### Обязательные задания
(A) Что, по словам Гольбаха в отрывке о Сократе, стоило Сократу жизни?
(B) Продублируйте часть отрывка о Сократе: начните с места, где стоят слова «Дело Сократа Гельвеций, таким», и остановитесь после слов «антирелигиозным) и властью.».

Для Гельвеция Сократ — единомышленник, пропаган­дист разума, просветитель мира, враг суеверий и ложных догм, насаждаемых жрецами и духовенством всех эпох и народов. Человеку, отмечает он, легче преклонять колени перед алтарями, чем «просвещать мир, подобно Сократу»[36]. Причину осуждения и казни Сократа Гельвеций видит в том, что античный философ, выступавший за кри­тические исследования, просвещение и разум, был для жрецов и духовенства своего времени опасным неверую­щим и еретиком. «С того момента,— пишет Гельвеций,— как жрецы осудили Сократа, гений, добродетель и сами монархи стали трепетать перед ними. Власть их начала покоиться на страхе и паническом ужасе. Окутывая умы людей мраком невежества, чувства эти стали непоколеби­мой опорой власти первосвященников. Когда человек вы­нужден погасить в себе свет разума и не знает, что спра­ведливо или несправедливо, он обращается к попу и по­лагается на его советы»[37].

Дело Сократа Гельвеций, таким образом, интерпрети­рует в контексте весьма актуальной для своего времени проблематики соотношения просветительской философии, церкви (с ее влиятельной идеологией, многочисленным духовенством и т.д.) и светской государственной власти. Типологизированный (до яркого и привлекательного символа) пример Сократа и его просветительской дея­тельности умело используется им в борьбе против ре­лигии, церкви и духовенства своего времени, против сло­жившегося альянса веры и власти, для обоснования новых форм связей между знанием (философско-просве­тительским, рациональным, антирелигиозным) и властью.

Освещая продолжающуюся многие века борьбу про­светительских и антипросветительских (церковно-религиозных) воззрений, Гельвеций набрасывает непригляд­ный обобщенный облик своего идейного противника, виновного во многих прошлых и современных глупостях и злодеяниях. «Инквизитор, который осудил Галилея,— замечает Гельвеций,— наверное, относился с презрением к злодейству и тупоумию судей Сократа; он не думал, что когда-нибудь он, подобно им будет предметом презрения для людей своего времени и потомства. Разве Сорбонна понимает всю глупость того, что она осудила Руссо, Мармонтеля, меня и т. д.? Нет, зато это думают вместо нее ино­странцы»[38].

Разноликие фанатики и адепты религиозной нетерпи­мости к разуму, чужой мысли и вероисповеданию по сути своей едины и во все времена, пользуясь своим господст­вующим положением, занимались одним и тем же гнус­ным делом. «Если бы,— пишет он,— нетерпимые служи­тели культа, обвиняющие Руссо, родились афинянами или иудеями, то в качестве сильных они преследовали бы аналогичным образом Сократа или Иисуса»[39].

Также и другой французский просветитель и материа­лист — Гольбах считал Сократа жертвой религиозной не­терпимости своего времени. «Идея единобожия,— писал он,— как известно, стоила жизни Сократу. Афиняне ви­дели атеиста в человеке, который верил только в одного бога. Платон не решался порвать окончательно с много­божием; он сохранил творящую Венеру, богиню страны Палладу, всемогущего Юпитера. Язычники смотрели на христиан как на атеистов, так как последние поклонялись только одному богу»[40].

### Показанные записи

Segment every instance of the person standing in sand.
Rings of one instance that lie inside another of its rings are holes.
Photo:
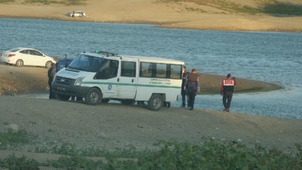
[[[51,92],[51,83],[53,80],[53,70],[55,70],[55,72],[56,70],[56,64],[53,63],[51,65],[51,67],[48,69],[48,71],[47,72],[47,75],[48,76],[48,86],[49,86],[49,99],[53,98],[53,94]]]
[[[184,87],[185,90],[187,89],[188,90],[190,110],[194,109],[195,98],[197,92],[199,91],[199,76],[196,74],[197,72],[196,69],[192,69],[191,73],[189,73],[186,77]]]
[[[230,111],[231,102],[234,91],[234,86],[237,84],[236,79],[233,77],[231,78],[231,73],[226,75],[226,79],[224,80],[220,88],[220,95],[222,96],[222,102],[224,109],[224,111]]]
[[[186,79],[187,78],[187,75],[189,73],[186,71],[186,66],[183,66],[183,80],[181,84],[181,97],[182,99],[182,107],[186,107],[186,96],[187,95],[187,92],[185,89],[185,83],[186,82]],[[189,107],[189,99],[187,99],[188,107]]]

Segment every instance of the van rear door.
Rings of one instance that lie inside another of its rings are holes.
[[[137,61],[133,59],[121,62],[119,98],[134,98],[137,87]]]

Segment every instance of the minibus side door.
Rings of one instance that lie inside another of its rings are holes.
[[[108,60],[93,78],[95,83],[101,87],[104,98],[118,98],[120,84],[118,74],[119,62]]]
[[[119,98],[134,99],[137,87],[137,60],[121,61]]]

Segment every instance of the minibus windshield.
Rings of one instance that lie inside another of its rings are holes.
[[[107,59],[93,56],[80,54],[70,63],[67,68],[89,72],[96,72],[107,60]]]

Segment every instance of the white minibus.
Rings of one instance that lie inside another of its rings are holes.
[[[61,100],[77,96],[90,105],[147,101],[149,109],[159,110],[177,99],[184,65],[160,58],[84,52],[56,73],[52,89]]]

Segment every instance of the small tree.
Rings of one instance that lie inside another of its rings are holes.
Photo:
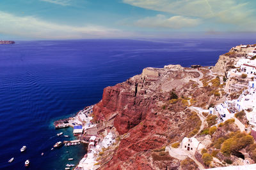
[[[172,100],[172,99],[178,99],[178,96],[173,91],[172,91],[170,93],[169,99]]]
[[[204,160],[204,164],[205,164],[207,166],[210,165],[211,162],[212,162],[212,157],[211,156],[211,155],[208,153],[204,153],[202,159]]]
[[[247,74],[242,74],[242,75],[241,76],[241,77],[242,78],[246,78],[247,77]]]

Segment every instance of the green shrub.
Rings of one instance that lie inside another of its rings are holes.
[[[208,127],[211,127],[212,125],[217,124],[218,117],[216,115],[209,115],[206,118],[206,121],[208,124]]]
[[[213,94],[214,95],[215,97],[220,96],[220,93],[219,93],[219,92],[214,92]]]
[[[209,165],[211,164],[211,162],[212,160],[212,157],[208,153],[204,153],[202,159],[204,164],[207,166],[209,166]]]
[[[233,163],[233,162],[231,160],[230,160],[229,159],[227,159],[224,161],[225,161],[225,162],[226,162],[228,164],[232,164]]]
[[[212,151],[211,155],[214,157],[216,157],[219,151],[218,150],[214,150]]]
[[[170,93],[170,97],[169,97],[170,100],[171,100],[171,99],[177,99],[178,98],[179,98],[178,96],[173,91],[172,91]]]
[[[209,132],[211,135],[212,135],[216,132],[216,130],[217,130],[217,127],[212,126],[212,127],[210,127],[210,129],[209,130]]]
[[[203,148],[202,150],[201,150],[201,153],[203,155],[204,153],[207,153],[208,152],[208,150],[207,150],[207,149],[205,149],[205,148]]]
[[[200,134],[209,134],[209,128],[204,129],[201,132]]]
[[[235,114],[235,117],[237,118],[242,118],[243,117],[244,117],[245,116],[245,113],[244,111],[241,111],[239,112],[237,112]]]
[[[172,145],[172,147],[175,148],[179,148],[179,146],[180,146],[180,143],[179,142],[177,142],[177,143],[175,143]]]
[[[242,74],[242,75],[241,76],[241,77],[242,78],[246,78],[247,77],[247,74]]]

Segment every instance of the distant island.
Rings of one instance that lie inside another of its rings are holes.
[[[14,41],[2,41],[0,40],[0,45],[6,45],[6,44],[15,44],[15,42]]]
[[[55,122],[74,127],[65,146],[88,144],[75,169],[256,169],[255,48],[106,87],[99,103]]]

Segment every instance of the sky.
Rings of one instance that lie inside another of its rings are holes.
[[[252,38],[255,0],[1,0],[0,39]]]

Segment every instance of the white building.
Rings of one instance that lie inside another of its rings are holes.
[[[226,121],[228,119],[232,118],[234,114],[232,113],[229,110],[230,103],[227,101],[225,101],[224,103],[221,103],[217,105],[215,110],[219,113],[220,117],[222,121]]]
[[[256,74],[256,66],[253,65],[244,64],[241,66],[240,70],[248,74]]]
[[[205,146],[199,142],[195,138],[188,138],[185,137],[181,143],[181,148],[188,150],[193,153],[196,150],[200,150],[204,148]]]
[[[209,108],[209,114],[213,115],[214,111],[214,108]]]

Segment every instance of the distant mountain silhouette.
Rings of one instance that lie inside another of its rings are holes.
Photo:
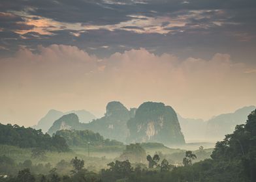
[[[85,110],[71,110],[63,112],[59,110],[51,109],[43,118],[42,118],[42,119],[39,121],[37,125],[33,126],[33,127],[36,129],[40,129],[42,132],[46,133],[56,120],[61,118],[62,116],[70,113],[76,114],[79,118],[79,120],[82,123],[88,123],[92,120],[96,118],[93,114]]]
[[[125,142],[128,135],[126,123],[135,114],[136,109],[129,110],[119,101],[112,101],[106,107],[106,114],[101,118],[93,120],[89,124],[79,122],[78,117],[65,115],[56,120],[47,132],[52,135],[58,130],[67,129],[85,130],[89,129],[99,133],[104,138]]]
[[[161,142],[165,145],[184,144],[177,114],[162,103],[146,102],[127,122],[127,142]]]

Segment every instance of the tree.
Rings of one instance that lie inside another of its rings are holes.
[[[164,159],[161,162],[160,164],[160,169],[161,172],[167,172],[170,170],[172,165],[169,164],[168,161]]]
[[[157,166],[157,163],[160,161],[160,157],[157,154],[155,154],[153,158],[150,155],[148,155],[147,160],[148,161],[148,168],[150,169],[153,168],[155,166]]]
[[[39,158],[40,159],[45,159],[46,156],[45,156],[45,151],[43,149],[36,148],[31,150],[31,157],[36,159]]]
[[[127,177],[129,176],[133,171],[131,162],[128,161],[119,161],[116,162],[112,162],[108,164],[110,166],[110,171],[113,173],[114,176],[118,176],[120,177]]]
[[[78,159],[77,157],[75,157],[74,159],[72,159],[71,163],[74,167],[74,170],[72,171],[74,173],[78,173],[84,166],[84,161]]]
[[[59,182],[61,181],[61,178],[57,174],[54,174],[51,177],[51,182]]]
[[[131,144],[126,146],[125,150],[120,156],[121,160],[129,160],[132,162],[146,162],[146,151],[140,144]]]
[[[19,171],[17,179],[19,182],[35,182],[35,177],[30,173],[29,168]]]
[[[185,166],[192,166],[192,161],[196,159],[197,156],[191,151],[186,151],[185,156],[182,161],[183,164]]]

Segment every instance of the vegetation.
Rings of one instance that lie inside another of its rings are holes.
[[[56,135],[64,138],[71,147],[87,147],[88,143],[93,146],[123,146],[123,144],[115,140],[104,139],[99,133],[89,130],[60,130]]]
[[[197,153],[204,153],[204,150],[200,147]],[[146,153],[138,144],[127,146],[123,154],[135,151],[143,153],[149,168],[145,164],[118,159],[108,162],[105,168],[95,172],[92,172],[91,166],[86,165],[91,158],[72,157],[70,161],[59,161],[54,166],[50,163],[33,164],[30,160],[17,163],[10,157],[2,155],[0,181],[254,182],[256,110],[248,116],[246,124],[237,125],[232,134],[227,135],[223,141],[216,143],[212,159],[193,163],[197,158],[196,153],[183,151],[184,164],[174,166],[165,157],[168,155],[161,152],[153,157],[150,155],[146,157]],[[45,155],[47,156],[47,153]],[[95,162],[97,160],[92,159]]]
[[[140,144],[131,144],[126,146],[120,158],[122,161],[129,160],[132,162],[144,163],[146,162],[146,151]]]
[[[58,151],[69,150],[65,140],[58,135],[51,137],[47,133],[44,134],[40,129],[11,124],[0,124],[0,144]]]

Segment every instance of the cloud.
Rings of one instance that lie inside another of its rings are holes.
[[[140,48],[100,58],[65,45],[37,52],[22,48],[0,60],[2,121],[32,125],[50,109],[104,110],[112,100],[128,107],[162,101],[185,116],[209,118],[256,100],[255,72],[245,73],[255,68],[227,54],[182,60]]]

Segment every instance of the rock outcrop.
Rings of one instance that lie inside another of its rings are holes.
[[[165,145],[185,144],[177,114],[162,103],[146,102],[136,110],[127,122],[129,135],[127,142],[161,142]]]

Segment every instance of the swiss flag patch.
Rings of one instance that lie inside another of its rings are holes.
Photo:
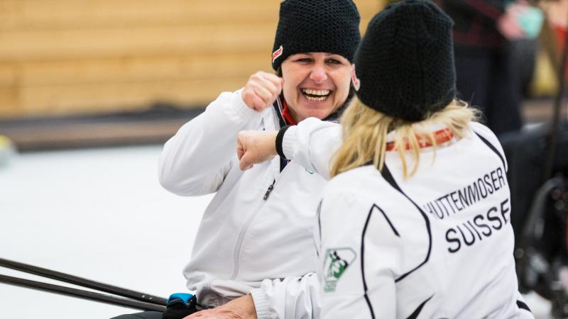
[[[278,58],[280,55],[282,55],[282,52],[284,51],[284,48],[282,47],[282,45],[278,47],[278,50],[274,51],[272,54],[272,62],[274,63],[274,61]]]
[[[356,91],[359,91],[359,87],[361,87],[361,81],[357,79],[357,74],[355,74],[355,65],[353,65],[353,69],[351,70],[351,82],[353,82],[353,87],[354,87]]]

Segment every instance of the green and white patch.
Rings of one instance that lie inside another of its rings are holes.
[[[357,254],[349,247],[329,248],[325,252],[324,263],[324,291],[335,291],[337,281],[342,277],[347,267],[351,265]]]

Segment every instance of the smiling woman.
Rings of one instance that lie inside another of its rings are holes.
[[[347,100],[352,66],[339,55],[297,53],[282,62],[283,91],[295,123],[325,118]]]

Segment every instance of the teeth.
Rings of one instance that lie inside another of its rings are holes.
[[[312,90],[310,89],[302,89],[302,91],[306,94],[317,95],[320,96],[327,96],[329,95],[329,90]]]
[[[308,101],[324,101],[324,100],[325,100],[326,99],[327,99],[327,96],[322,96],[322,97],[319,97],[319,98],[316,98],[316,97],[310,96],[309,95],[305,95],[304,96],[305,96],[305,97],[306,97],[306,99],[307,99]]]

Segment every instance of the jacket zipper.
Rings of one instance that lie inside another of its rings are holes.
[[[274,189],[274,183],[275,182],[276,182],[275,179],[272,181],[272,184],[268,186],[268,189],[266,190],[266,193],[264,194],[264,196],[263,196],[262,199],[264,199],[265,201],[268,199],[268,196],[271,196],[272,190]]]
[[[278,177],[276,177],[276,179],[275,179],[273,181],[272,184],[271,184],[268,186],[268,189],[266,191],[266,193],[263,196],[263,201],[261,202],[258,208],[253,214],[252,214],[248,218],[248,219],[246,220],[246,222],[243,225],[243,228],[241,228],[241,232],[239,233],[239,238],[237,238],[236,243],[235,245],[235,250],[234,250],[235,254],[234,259],[235,266],[234,269],[233,269],[233,274],[231,275],[231,277],[229,279],[229,280],[234,280],[235,278],[236,278],[237,274],[239,274],[239,257],[241,255],[241,247],[243,244],[243,240],[244,239],[244,235],[246,234],[246,231],[248,230],[248,226],[251,225],[252,221],[254,220],[256,216],[258,215],[258,213],[260,213],[261,209],[264,206],[264,203],[266,202],[266,200],[268,198],[268,196],[270,196],[272,191],[274,189],[274,187],[276,186],[276,184],[278,182],[280,177],[282,177],[282,174],[284,173],[284,171],[286,170],[288,167],[288,165],[286,165],[286,167],[284,167],[284,169],[283,169],[282,172],[280,172]]]

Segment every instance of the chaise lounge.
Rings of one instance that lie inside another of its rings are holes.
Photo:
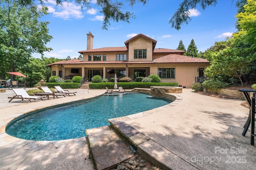
[[[42,100],[44,100],[42,98],[45,96],[31,96],[28,94],[28,93],[23,88],[12,88],[12,90],[15,93],[16,95],[14,96],[9,101],[9,102],[10,102],[13,99],[21,99],[23,100],[24,99],[28,99],[30,102],[31,102],[31,99],[35,100],[37,99],[40,99]]]
[[[120,86],[118,87],[118,90],[119,90],[120,93],[124,93],[124,91],[125,91],[125,90],[123,90],[123,87]]]
[[[45,93],[54,93],[54,95],[55,96],[56,96],[56,97],[57,98],[59,98],[58,97],[58,96],[63,96],[65,97],[66,98],[66,96],[65,96],[65,95],[66,94],[64,94],[63,93],[54,93],[54,92],[52,92],[51,91],[51,90],[48,88],[48,87],[46,86],[41,86],[40,87],[40,88],[43,90],[43,91],[44,91],[44,92]]]
[[[65,93],[65,94],[68,94],[70,96],[70,94],[73,94],[74,95],[76,96],[76,94],[75,94],[75,93],[76,93],[76,92],[69,92],[67,90],[64,90],[59,86],[55,86],[54,88],[57,90],[57,92],[58,93]]]
[[[106,87],[106,89],[107,89],[107,92],[108,94],[113,93],[113,90],[108,89],[107,87]]]

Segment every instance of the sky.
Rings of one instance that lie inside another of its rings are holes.
[[[48,34],[53,38],[46,46],[53,50],[44,53],[44,57],[77,58],[78,51],[86,50],[86,34],[89,32],[94,36],[94,49],[124,47],[126,40],[142,33],[156,40],[157,48],[176,49],[182,40],[186,49],[193,39],[199,52],[236,31],[237,8],[233,0],[218,1],[215,6],[205,10],[200,6],[191,9],[191,21],[178,31],[172,28],[169,21],[183,0],[149,0],[144,5],[137,2],[132,7],[126,4],[124,10],[134,13],[136,18],[130,23],[111,21],[107,30],[102,29],[104,16],[95,1],[92,0],[90,9],[84,7],[83,11],[74,1],[68,5],[63,2],[62,6],[56,6],[53,0],[46,2],[49,14],[40,20],[50,22]],[[41,55],[34,54],[33,57],[40,58]]]

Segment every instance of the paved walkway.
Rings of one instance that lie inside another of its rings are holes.
[[[0,93],[0,169],[93,170],[85,138],[59,141],[18,139],[5,133],[14,117],[52,105],[90,98],[105,90],[76,89],[74,96],[33,101],[14,100],[12,90]],[[178,104],[138,113],[120,123],[147,137],[140,148],[173,169],[253,169],[256,148],[250,131],[242,135],[249,109],[241,100],[215,98],[183,89]],[[134,141],[136,139],[133,138]],[[85,158],[86,158],[86,159]]]

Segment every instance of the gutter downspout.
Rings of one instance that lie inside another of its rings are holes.
[[[62,67],[62,79],[64,79],[64,66],[62,65],[62,64],[60,64],[60,65]]]

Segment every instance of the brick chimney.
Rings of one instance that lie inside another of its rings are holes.
[[[90,32],[89,33],[86,34],[87,35],[87,50],[93,49],[93,37]]]

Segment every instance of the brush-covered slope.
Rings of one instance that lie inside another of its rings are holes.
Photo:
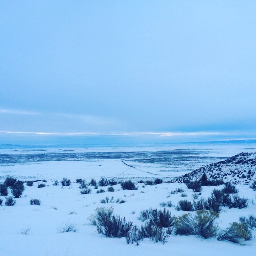
[[[256,152],[242,153],[224,161],[201,167],[174,181],[198,180],[204,173],[208,179],[220,179],[235,184],[250,184],[256,178]]]

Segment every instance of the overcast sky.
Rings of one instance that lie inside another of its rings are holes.
[[[252,1],[1,1],[0,139],[256,137],[256,10]]]

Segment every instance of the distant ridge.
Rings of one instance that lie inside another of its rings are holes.
[[[256,152],[236,155],[225,161],[208,165],[180,176],[174,182],[198,180],[204,173],[208,179],[220,179],[234,184],[248,184],[256,178]]]

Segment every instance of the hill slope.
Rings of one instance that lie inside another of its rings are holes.
[[[234,184],[248,184],[256,178],[256,152],[241,153],[224,161],[201,167],[173,181],[196,180],[205,173],[208,179],[220,179]]]

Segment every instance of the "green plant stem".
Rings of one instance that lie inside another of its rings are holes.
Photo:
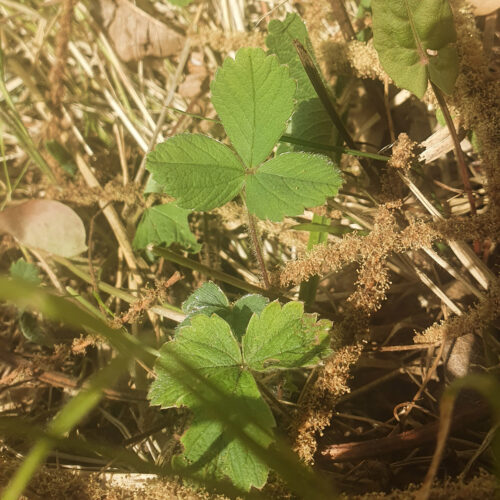
[[[311,222],[313,224],[328,224],[330,219],[328,217],[322,217],[321,215],[314,214]],[[325,243],[327,239],[327,232],[311,231],[309,233],[309,241],[307,242],[307,250],[311,250],[314,246]],[[311,307],[311,305],[314,304],[318,285],[318,275],[311,276],[307,281],[300,284],[299,299],[304,301],[306,307]]]
[[[179,266],[187,267],[188,269],[192,269],[193,271],[198,271],[201,274],[204,274],[206,276],[210,276],[213,279],[222,281],[223,283],[227,283],[228,285],[239,288],[240,290],[244,290],[245,292],[260,293],[260,294],[265,295],[267,297],[271,296],[273,298],[276,295],[276,294],[272,294],[269,290],[266,290],[265,288],[261,288],[260,286],[251,285],[250,283],[247,283],[246,281],[235,278],[234,276],[231,276],[230,274],[226,274],[222,271],[217,271],[216,269],[211,269],[210,267],[204,266],[203,264],[200,264],[199,262],[196,262],[194,260],[183,257],[182,255],[176,254],[175,252],[172,252],[172,250],[168,250],[167,248],[153,247],[153,253],[155,255],[159,255],[160,257],[167,259],[170,262],[174,262],[175,264],[178,264]]]
[[[298,146],[306,146],[308,148],[321,149],[323,151],[334,151],[335,153],[342,153],[346,155],[361,156],[363,158],[371,158],[372,160],[380,160],[380,161],[390,160],[389,156],[379,155],[376,153],[368,153],[367,151],[359,151],[357,149],[343,148],[341,146],[329,146],[327,144],[319,144],[317,142],[298,139],[297,137],[292,137],[290,135],[282,135],[280,138],[280,142],[297,144]]]
[[[255,250],[255,255],[257,256],[257,262],[259,263],[260,272],[262,274],[262,280],[264,281],[264,286],[266,287],[266,289],[269,290],[269,288],[271,288],[271,283],[269,281],[269,275],[267,274],[266,263],[264,262],[262,245],[260,244],[259,236],[257,234],[257,224],[255,223],[255,217],[248,210],[247,210],[247,215],[248,215],[248,232],[250,234],[250,240]]]

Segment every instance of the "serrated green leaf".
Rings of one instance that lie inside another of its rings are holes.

### Результаты по заданиям
(A) Идея единобожия.

(B)
Дело Сократа Гельвеций, таким образом, интерпрети­рует в контексте весьма актуальной для своего времени проблематики соотношения просветительской философии, церкви (с ее влиятельной идеологией, многочисленным духовенством и т.д.) и светской государственной власти. Типологизированный (до яркого и привлекательного символа) пример Сократа и его просветительской дея­тельности умело используется им в борьбе против ре­лигии, церкви и духовенства своего времени, против сло­жившегося альянса веры и власти, для обоснования новых форм связей между знанием (философско-просве­тительским, рациональным, антирелигиозным) и властью.